=== QUESTIONS ===
1: In the retained foal contract thread, how far apart do the mare's owner and the prospective buyer live?
2: Write the next part of the retained foal contract thread, picking up after its final sentence.

# Retained foal contract



## Bugaboo (Apr 21, 2012)

Okay, so I'm looking at an APHA mare that's cute and has an awesome set of papers that I am having a hard time passing up. Owner is selling her as a 2-n-1 for 3500$ or with owner retaining foal once born for 1500$.

While the foal, I think, would be awesome, I'm not in the market for 3500$. Owner was okay with doing a payment plan on her and allowing her to be moved (owner holds papers until paid) and then picking up the foal. I was really hoping the owner would want to keep mare until she foals (Around May 21st, so pretty late), but he wants to make room. This mare is only just halter broke recently and has rudimentary lunging skills now (due to current owner, whose had her since October 2017) and still needs work with things like picking and holding her feet up for farrier and is hard to catch in a large field (mare is 7 years old). I feel like 1500$ is a bit much, because on top of that, I'll have to be feeding her appropriately for the foal to be born healthy, as well as foal the mare out myself....

So I'm wanting advice from people who've dealt with retained foal type sales, as in you've either bought a mare and sent the foal back or sold a mare and got the foal back. What was included in your contract? Did the person who was getting the foal back contribute to feeding the mare carrying THEIR foal or was that spurned onto the buyer, who not only has to BUY the mare, but then feed (indirectly) a foal that is not their own, for what could be considered, a loss? What about if there is a death, injury, or defect to the mare and/or foal? 

On another note....Owner and I are 10 hours distance from each other...

Any and all advice, please, I would love to hear!


----------



## k9kenai (Jul 1, 2017)

I don't have much advice for you...but a few things stand out as fishy to me. For one thing, why is the current owner wanting a foal back when he is trying to make room? Is he the one who bred her or was she pregnant when he got her? Who is the stud? What value does the foal have? I would think these are all relevant questions to ask him.

I have only ever seen broodmares (and stallions) sold with the conditions of "one (or more, sometimes) foal back", not mares that are currently pregnant and sold and sent to the new owner's property prior to the birth of the foal. I would think it very unfair towards a seller if they are not only shouldering all the costs and time of caring for a pregnant mare, but any money, time, and effort they've put into the mare could go down the drain should something happen to the mare before, during, or directly after the birth of the foal as a result of the pregnancy. I have seen the occasional sale where a mare would be purchased prior to giving birth but not be removed from the property until after the foal has been weaned, but again this brings up the problems of money/time/effort and any number of things that could happen to the mare in the mean time before she arrives on your property (unless it is a boarding situation).

=== DATA SECTION ===
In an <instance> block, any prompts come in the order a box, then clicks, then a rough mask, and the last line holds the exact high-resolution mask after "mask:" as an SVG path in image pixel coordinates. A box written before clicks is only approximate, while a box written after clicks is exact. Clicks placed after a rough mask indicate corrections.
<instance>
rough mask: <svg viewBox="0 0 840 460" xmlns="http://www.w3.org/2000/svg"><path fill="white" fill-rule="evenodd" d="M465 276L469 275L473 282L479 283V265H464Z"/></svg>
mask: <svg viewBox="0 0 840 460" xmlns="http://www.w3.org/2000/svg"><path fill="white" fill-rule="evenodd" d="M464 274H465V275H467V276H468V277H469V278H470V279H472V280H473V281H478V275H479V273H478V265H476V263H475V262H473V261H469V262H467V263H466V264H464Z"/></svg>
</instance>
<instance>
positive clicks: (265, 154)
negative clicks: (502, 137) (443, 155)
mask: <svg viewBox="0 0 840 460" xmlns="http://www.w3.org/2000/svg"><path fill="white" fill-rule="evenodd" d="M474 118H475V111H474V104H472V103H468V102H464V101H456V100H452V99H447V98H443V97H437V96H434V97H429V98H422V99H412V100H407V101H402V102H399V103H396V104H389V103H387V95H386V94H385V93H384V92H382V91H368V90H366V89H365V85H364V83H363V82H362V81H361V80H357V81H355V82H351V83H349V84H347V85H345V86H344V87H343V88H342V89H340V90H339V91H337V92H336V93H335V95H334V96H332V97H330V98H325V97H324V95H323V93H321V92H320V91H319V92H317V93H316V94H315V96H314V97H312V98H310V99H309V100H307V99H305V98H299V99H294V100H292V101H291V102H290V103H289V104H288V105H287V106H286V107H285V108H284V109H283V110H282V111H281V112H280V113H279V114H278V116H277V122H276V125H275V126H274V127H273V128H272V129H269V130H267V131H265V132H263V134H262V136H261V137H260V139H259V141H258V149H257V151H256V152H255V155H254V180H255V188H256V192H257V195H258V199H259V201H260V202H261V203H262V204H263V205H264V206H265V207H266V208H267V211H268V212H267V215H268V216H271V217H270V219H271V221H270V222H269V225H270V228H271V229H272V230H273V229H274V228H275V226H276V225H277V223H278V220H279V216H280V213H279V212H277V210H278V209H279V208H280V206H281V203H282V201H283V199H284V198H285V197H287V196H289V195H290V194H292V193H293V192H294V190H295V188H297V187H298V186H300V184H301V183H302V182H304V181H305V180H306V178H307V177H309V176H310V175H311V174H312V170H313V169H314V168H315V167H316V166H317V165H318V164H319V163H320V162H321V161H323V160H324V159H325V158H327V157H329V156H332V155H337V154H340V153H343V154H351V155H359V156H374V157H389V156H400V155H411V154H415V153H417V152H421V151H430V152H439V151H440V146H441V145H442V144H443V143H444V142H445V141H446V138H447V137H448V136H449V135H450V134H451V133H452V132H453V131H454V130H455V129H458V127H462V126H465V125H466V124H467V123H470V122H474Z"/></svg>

=== YOUR RESPONSES ===
1: They live 10 hours away from each other.

2:
Again, I've never done something of this sort nor have I known anyone who has, but I personally would pass. Or wait and see if the mare is still up for sale after the foal is weaned.


----------



## Acadianartist (Apr 21, 2015)

But wait, you also have to keep the mare and foal together for a weaning period of about 6 months. So you're going to feed and care for mare and foal? Who looks after all the vet bills? None of this makes sense to me, but I've never bought a pregnant mare... I'd most definitely pass unless you want to keep that foal.


----------



## Bugaboo (Apr 21, 2012)

It's definitely, not strange or unusual, I think to allow a mare to go and have the foal come back...I've seen people do it, but for me, I would rather have him keep her until she foals, make payments until foal is weaned and then take the mare. 

K9kenai, it's not necessarily that he WANTS the foal back, but I don't really care to have the foal and in his sale ad, he offered her as a sale of mare with return of foal, a 2-n-1, or 3-n-1 (mare, foal, and free breeding to his personal stud). The stud the mare is bred to is a very nice looking blue roan tobiano stallion (APHA) with a pretty nice pedigree and from a pretty well known/large paint breeding farm. The owner bought the mare bred (he's only had her for four months) and had plans for her I suppose, but other things changed. Also, when I meant "make room", he said make room for other expecting mares that he is actually keeping for his breeding program. Obviously, with foal returned, he would sell the foal himself, which is fine with me. 

I think that injury to the foal or mare is part of the contract that needs to be discussed, as it can happen even if she is owned by the same person through the mare's whole pregnancy and birth. His idea is that I would take the mare, make payments through pregnancy and weaning and when he makes a trip to Iowa, he would pick the foal up on his way back down at 4 month old, when it's weaned.


----------



## AnitaAnne (Oct 31, 2010)

I have done the reverse; sold a foal who was only 6 weeks old and too young to wean. 

Because I knew the buyers well, I let them take mare and foal to their property. The buyer was willing to feed my mare while waiting for the filly to grow up a bit more. They really enjoyed having her around as she had excellent ground manners. I took my mare back when the filly was 6 months old. 

That same mare was leased out on a breeding contract. The stud owner kept the first foal (had to live for 10 days per contract) and my mare was sent back to me bred a second time. It was the second foal I sold for quite a good profit and the breeding cost me nothing.


----------



## Bugaboo (Apr 21, 2012)

I honestly don't mind taking the mare and taking care of her and foaling her, with a contract obviously, to protect myself...but I would rather not pay that full asking price for what the mare is (which I don't mind), but I don't have the extra money if the seller is going to set me with the full price as well as the care/vet fees for what the foal is going to be. I'd have to feed her for the next 7 months until the current owner came buy to pick up the foal, and I think that is too much burden on the buyer to make it worth it. Also, the fact that she is going to be foaling so late in the year, I wouldn't get to breed her until 2019, so that's another year of lost profit by feeding an empty mare for a whole other year. The only positive is I'll be covering with my own young stallion, so I won't have the stud fee to consider.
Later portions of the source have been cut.